Work instructions
[1] In the passage on anti-Semitism and Israel, translate this sentence into Spanish: "The driving force behind these actions is an ideology that treats the existence of Israel as a crime that must be expunged or avenged."
[2] Reproduce the part of the passage on anti-Semitism and Israel starting with "Not Just Toulouse" and going on through "among European elites.".

Text passage
****
No Place for Israel at UK Campuses
While American colleges roll out the welcome mat for those seeking the Jewish state’s destruction, the increasingly hostile atmosphere for Israelis at British academic institutions is getting worse. At the University of Essex, a campaign was launched to prevent an Israeli diplomat from speaking, and at Oxford University, radical parliamentarian George Galloway stormed out of an event rather than share a platform with an Israeli. The driving force behind these actions is an ideology that treats the existence of Israel as a crime that must be expunged or avenged.
Not Just Toulouse
The year 2012 will always be remembered by French Jews for the murder of three Jewish children and a teacher at the hands of a radical Muslim gunman outside their school in Toulouse. That incident was the most egregious instance of French anti-Semitism last year, but it was far from isolated, according to a report on hate in the country. In 2012, anti-Jewish attacks in France increased by 58 percent over the previous year as the safety of French Jews was repeatedly threatened. The rise is linked to the anti-Jewish incitement inside the nation’s large Muslim population as well as to anti-Israel attitudes among European elites.
The Oscars’ Inside Joke
Sophisticates heaped abuse on the Anti-Defamation League and others who protested a comedic routine at the Oscars ceremony this year about Jewish control of Hollywood. Host Seth MacFarlane’s jokes—spoken by his animated bear, Ted—raised the idea that Jewish identity and support for Israel were required if an actor wanted to work in Hollywood. There’s little doubt most of those at the ceremony and watching at home in the United States understood that this was not an endorsement of prejudice but, like MacFarlane’s animated television comedy shows, mere satire. However, the ADL’s dudgeon should not be dismissed as clueless or hypersensitive. Throughout most of the globe, Ted’s jokes are not a laughing matter but widely held beliefs promoted by radical Islamists and other forces for hate. Even in enlightened Europe, there is, as the State Department reported last year, a rising tide of anti-Semitism. In that context, what is merely an inside joke in the United States must be seen in a very different and quite sobering light.
****
Supplied data
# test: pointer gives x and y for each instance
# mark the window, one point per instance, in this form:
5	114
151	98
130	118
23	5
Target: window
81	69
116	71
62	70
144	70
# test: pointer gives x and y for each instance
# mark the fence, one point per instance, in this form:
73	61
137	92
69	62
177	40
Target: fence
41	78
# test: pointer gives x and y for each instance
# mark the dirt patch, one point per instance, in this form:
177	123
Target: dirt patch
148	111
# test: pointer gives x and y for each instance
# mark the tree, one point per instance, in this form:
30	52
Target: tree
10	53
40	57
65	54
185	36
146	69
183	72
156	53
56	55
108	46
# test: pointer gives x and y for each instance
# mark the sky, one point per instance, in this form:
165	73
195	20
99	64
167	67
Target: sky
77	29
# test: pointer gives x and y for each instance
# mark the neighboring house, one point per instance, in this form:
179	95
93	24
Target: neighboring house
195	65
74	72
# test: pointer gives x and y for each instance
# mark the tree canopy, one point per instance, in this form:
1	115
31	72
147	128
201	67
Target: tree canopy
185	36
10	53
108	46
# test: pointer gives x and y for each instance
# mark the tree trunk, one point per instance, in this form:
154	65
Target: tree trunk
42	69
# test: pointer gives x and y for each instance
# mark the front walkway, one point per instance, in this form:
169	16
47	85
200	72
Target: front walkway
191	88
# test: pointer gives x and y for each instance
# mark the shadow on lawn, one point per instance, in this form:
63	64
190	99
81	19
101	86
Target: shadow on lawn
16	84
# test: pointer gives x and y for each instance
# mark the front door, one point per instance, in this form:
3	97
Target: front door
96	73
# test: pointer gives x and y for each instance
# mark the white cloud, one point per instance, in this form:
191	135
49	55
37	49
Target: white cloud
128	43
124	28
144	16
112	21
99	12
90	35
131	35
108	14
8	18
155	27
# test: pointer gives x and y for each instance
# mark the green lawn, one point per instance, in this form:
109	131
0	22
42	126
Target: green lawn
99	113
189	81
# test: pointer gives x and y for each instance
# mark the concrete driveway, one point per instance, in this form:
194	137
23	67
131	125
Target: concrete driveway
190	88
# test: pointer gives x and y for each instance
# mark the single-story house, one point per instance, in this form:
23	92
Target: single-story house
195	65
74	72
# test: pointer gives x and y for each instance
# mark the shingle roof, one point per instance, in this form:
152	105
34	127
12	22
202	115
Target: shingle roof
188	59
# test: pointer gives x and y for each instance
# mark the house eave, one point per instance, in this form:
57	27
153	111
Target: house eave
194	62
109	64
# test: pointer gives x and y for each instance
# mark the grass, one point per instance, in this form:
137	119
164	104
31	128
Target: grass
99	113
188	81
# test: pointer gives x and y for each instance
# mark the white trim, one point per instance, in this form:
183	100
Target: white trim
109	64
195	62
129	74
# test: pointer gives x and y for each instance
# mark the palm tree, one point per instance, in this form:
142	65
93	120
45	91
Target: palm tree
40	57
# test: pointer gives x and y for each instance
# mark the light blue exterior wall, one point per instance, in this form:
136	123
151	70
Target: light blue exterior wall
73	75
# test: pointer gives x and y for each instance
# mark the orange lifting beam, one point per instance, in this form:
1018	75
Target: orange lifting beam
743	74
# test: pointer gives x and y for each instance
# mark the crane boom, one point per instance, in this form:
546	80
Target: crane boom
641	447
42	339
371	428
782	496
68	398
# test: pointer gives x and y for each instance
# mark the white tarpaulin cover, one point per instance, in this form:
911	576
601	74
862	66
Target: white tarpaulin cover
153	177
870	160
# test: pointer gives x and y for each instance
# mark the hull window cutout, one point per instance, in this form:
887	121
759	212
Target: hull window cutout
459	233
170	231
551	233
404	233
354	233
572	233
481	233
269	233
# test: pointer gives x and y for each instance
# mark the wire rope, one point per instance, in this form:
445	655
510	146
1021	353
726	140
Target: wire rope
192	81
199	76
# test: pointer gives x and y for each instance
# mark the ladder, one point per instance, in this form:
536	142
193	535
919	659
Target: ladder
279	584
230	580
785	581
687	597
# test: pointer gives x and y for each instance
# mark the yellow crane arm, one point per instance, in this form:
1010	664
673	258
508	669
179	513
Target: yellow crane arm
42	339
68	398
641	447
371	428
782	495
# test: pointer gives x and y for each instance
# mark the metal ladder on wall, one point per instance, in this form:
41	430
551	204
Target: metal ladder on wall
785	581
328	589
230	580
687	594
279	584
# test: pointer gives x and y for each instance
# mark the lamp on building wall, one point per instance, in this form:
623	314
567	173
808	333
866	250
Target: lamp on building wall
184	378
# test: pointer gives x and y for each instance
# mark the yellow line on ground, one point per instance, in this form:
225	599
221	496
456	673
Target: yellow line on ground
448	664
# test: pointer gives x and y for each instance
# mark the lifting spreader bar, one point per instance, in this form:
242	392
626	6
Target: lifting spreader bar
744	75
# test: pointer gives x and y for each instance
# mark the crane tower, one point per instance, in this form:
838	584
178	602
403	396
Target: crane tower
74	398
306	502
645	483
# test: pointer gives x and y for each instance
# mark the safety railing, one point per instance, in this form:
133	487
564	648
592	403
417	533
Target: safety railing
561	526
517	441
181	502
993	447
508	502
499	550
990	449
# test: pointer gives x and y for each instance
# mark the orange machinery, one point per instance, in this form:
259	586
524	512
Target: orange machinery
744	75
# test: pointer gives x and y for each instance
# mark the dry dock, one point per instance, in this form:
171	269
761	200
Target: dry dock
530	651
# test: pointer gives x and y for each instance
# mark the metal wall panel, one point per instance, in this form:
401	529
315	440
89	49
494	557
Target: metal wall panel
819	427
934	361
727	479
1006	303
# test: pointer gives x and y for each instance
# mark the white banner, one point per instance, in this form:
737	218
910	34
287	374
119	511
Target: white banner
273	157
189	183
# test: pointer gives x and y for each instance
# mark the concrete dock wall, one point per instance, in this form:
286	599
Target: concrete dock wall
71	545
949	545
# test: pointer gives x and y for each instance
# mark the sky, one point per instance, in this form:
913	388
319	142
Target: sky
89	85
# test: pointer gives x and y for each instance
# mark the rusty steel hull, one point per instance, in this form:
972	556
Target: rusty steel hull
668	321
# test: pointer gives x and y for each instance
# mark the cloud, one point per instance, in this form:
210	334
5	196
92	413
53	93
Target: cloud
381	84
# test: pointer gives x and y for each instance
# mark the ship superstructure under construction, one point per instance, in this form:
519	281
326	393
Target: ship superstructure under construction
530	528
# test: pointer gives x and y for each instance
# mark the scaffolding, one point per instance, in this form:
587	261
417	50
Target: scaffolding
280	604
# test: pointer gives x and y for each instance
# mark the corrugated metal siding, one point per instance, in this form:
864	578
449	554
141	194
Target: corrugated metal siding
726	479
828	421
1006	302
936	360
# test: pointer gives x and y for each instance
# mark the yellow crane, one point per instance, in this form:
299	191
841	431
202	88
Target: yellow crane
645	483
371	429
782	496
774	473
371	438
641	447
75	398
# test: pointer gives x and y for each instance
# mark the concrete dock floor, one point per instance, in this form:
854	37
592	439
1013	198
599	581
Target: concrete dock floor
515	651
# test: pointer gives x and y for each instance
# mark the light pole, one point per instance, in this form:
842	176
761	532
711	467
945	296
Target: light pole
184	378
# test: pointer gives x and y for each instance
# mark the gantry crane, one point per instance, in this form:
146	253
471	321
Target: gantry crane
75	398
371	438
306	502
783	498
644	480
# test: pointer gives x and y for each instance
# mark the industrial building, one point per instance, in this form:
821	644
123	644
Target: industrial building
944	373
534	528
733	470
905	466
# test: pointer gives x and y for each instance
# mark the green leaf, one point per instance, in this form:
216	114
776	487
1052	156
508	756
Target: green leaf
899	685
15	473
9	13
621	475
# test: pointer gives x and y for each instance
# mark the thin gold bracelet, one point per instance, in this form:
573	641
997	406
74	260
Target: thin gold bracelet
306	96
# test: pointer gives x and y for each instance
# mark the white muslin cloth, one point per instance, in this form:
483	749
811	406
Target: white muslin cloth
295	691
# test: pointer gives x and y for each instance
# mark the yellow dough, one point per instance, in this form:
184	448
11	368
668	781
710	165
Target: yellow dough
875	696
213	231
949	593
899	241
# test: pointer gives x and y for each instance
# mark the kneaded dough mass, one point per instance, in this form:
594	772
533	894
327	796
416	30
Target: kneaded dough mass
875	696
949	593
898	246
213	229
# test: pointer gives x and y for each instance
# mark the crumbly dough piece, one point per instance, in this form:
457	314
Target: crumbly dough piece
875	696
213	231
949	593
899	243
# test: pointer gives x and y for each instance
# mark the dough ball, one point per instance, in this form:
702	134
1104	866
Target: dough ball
****
Responses
[1] La fuerza impulsora detrás de estas acciones es una ideología que trata la existencia de Israel como un crimen que debe ser borrado o vengado.

[2]
Not Just Toulouse
The year 2012 will always be remembered by French Jews for the murder of three Jewish children and a teacher at the hands of a radical Muslim gunman outside their school in Toulouse. That incident was the most egregious instance of French anti-Semitism last year, but it was far from isolated, according to a report on hate in the country. In 2012, anti-Jewish attacks in France increased by 58 percent over the previous year as the safety of French Jews was repeatedly threatened. The rise is linked to the anti-Jewish incitement inside the nation’s large Muslim population as well as to anti-Israel attitudes among European elites.